» **Instruction**
State how many lines of the material below contain the word "green", with case counting. Give only the number.

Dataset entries
# # #

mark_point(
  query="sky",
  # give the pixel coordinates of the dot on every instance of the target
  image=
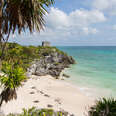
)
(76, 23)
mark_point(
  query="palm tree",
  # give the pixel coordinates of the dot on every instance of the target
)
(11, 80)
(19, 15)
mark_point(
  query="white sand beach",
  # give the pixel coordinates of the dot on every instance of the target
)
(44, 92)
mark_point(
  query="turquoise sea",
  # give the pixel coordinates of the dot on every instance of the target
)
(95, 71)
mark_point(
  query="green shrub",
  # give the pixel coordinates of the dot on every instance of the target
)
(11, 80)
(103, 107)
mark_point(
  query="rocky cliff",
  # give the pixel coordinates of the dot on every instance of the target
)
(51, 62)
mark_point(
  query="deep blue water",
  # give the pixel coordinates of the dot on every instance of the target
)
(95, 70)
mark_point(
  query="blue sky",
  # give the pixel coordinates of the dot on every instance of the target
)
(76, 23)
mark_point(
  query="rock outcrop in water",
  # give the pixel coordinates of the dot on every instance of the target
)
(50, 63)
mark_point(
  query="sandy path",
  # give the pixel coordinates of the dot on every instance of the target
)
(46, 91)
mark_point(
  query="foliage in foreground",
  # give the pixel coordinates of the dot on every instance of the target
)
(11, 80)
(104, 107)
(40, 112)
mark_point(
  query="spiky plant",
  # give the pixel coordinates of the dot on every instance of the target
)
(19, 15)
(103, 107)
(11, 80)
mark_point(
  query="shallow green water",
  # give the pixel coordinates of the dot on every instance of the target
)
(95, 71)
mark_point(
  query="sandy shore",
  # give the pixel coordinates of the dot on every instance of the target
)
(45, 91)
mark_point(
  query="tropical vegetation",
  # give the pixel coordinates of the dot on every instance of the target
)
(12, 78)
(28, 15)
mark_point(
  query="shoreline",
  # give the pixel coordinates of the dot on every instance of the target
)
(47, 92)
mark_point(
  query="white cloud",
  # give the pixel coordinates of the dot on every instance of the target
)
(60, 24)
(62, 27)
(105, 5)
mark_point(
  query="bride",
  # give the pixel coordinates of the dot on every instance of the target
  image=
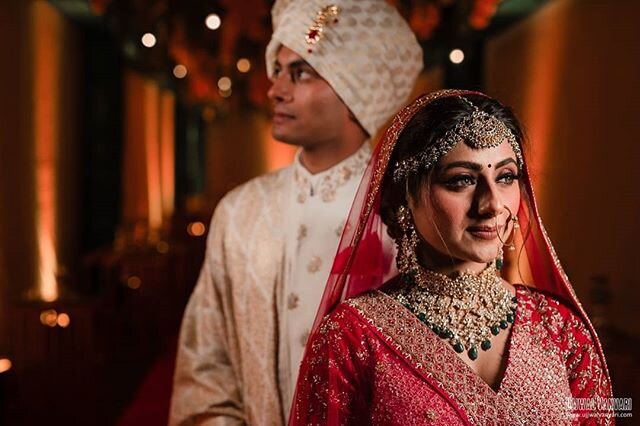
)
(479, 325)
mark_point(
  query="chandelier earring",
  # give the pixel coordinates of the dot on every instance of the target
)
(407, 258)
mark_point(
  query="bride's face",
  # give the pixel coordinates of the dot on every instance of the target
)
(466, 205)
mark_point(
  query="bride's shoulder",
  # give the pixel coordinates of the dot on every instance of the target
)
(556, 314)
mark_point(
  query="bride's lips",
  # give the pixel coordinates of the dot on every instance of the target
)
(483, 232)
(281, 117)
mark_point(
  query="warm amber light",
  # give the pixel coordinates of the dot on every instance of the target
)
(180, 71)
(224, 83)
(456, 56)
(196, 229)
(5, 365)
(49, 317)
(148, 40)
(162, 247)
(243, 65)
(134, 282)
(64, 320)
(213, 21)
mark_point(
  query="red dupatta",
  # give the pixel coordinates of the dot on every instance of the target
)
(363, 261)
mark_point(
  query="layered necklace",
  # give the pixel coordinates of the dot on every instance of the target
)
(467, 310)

# # #

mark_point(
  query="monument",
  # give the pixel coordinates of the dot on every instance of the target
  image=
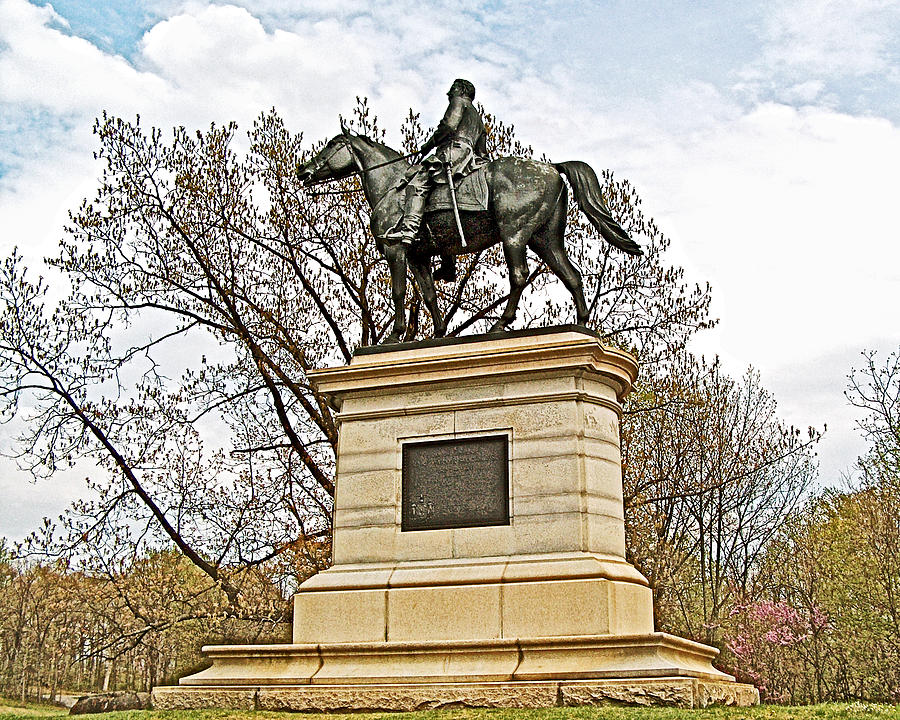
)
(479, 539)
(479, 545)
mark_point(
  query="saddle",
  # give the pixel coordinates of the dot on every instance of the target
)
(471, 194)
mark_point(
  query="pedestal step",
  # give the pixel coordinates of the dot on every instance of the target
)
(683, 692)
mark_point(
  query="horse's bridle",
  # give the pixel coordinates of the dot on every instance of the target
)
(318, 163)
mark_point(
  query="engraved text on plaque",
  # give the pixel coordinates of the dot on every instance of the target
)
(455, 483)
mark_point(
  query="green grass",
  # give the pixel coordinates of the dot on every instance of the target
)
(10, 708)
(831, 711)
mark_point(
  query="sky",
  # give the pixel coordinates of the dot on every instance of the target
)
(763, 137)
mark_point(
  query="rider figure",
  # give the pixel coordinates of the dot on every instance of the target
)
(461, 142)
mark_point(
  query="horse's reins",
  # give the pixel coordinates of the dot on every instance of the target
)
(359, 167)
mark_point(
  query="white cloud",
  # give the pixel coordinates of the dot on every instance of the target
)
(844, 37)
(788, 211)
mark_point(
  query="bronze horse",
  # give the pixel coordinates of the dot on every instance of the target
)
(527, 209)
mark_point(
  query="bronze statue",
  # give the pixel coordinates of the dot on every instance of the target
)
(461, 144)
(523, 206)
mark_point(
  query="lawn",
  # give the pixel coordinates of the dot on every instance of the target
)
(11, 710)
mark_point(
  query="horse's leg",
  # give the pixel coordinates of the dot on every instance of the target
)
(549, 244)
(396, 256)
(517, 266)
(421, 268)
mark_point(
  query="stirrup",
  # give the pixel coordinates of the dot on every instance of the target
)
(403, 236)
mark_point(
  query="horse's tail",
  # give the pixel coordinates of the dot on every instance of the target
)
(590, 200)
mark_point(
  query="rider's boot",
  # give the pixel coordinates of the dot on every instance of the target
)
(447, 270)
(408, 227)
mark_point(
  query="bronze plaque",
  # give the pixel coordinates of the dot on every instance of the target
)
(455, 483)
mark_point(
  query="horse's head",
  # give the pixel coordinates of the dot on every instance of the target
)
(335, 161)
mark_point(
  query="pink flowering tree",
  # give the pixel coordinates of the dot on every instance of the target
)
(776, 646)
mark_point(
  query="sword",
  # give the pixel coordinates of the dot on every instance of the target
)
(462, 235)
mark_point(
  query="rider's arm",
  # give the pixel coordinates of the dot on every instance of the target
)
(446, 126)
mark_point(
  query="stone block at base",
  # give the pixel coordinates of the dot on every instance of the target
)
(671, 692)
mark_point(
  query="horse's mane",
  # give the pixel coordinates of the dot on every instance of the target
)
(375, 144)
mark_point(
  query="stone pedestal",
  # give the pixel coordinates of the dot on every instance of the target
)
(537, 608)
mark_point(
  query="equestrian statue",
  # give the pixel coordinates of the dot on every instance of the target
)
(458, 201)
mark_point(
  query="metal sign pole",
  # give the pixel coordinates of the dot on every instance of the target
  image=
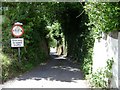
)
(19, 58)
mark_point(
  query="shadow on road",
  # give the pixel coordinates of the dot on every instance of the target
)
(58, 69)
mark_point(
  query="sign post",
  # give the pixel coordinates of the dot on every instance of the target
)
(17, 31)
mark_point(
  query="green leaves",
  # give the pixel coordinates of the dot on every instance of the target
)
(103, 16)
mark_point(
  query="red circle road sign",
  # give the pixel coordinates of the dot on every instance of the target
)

# # #

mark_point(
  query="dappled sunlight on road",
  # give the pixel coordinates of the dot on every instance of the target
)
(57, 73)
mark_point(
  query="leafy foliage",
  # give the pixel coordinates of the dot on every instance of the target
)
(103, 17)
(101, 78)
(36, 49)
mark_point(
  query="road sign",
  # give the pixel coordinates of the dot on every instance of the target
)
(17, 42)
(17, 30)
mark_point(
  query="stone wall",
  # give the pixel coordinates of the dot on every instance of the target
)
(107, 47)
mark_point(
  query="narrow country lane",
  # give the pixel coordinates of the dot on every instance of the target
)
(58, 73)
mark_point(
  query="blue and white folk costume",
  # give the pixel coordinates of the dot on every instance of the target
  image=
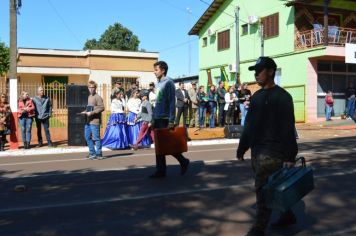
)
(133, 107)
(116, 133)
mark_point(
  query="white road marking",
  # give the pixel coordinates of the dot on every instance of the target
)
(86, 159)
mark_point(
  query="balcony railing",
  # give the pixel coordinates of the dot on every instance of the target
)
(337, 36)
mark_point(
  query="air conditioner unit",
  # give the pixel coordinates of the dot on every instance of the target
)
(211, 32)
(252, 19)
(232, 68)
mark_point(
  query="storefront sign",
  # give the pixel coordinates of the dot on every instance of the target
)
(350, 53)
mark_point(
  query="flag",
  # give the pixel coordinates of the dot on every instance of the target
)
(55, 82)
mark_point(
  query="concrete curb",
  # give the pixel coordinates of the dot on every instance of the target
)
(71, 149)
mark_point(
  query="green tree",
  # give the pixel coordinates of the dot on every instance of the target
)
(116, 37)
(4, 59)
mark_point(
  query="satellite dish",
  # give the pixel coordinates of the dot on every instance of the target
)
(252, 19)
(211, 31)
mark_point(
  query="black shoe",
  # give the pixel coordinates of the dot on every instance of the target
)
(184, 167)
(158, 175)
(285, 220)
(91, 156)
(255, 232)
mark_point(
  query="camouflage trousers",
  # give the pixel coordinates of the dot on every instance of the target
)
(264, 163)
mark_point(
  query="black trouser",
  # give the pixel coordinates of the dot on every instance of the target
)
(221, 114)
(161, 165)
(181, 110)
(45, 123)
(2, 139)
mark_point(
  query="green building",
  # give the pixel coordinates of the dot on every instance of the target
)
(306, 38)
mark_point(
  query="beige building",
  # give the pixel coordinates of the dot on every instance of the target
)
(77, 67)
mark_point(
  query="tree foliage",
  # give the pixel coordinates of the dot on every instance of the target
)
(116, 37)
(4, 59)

# # #

» **Completed task**
6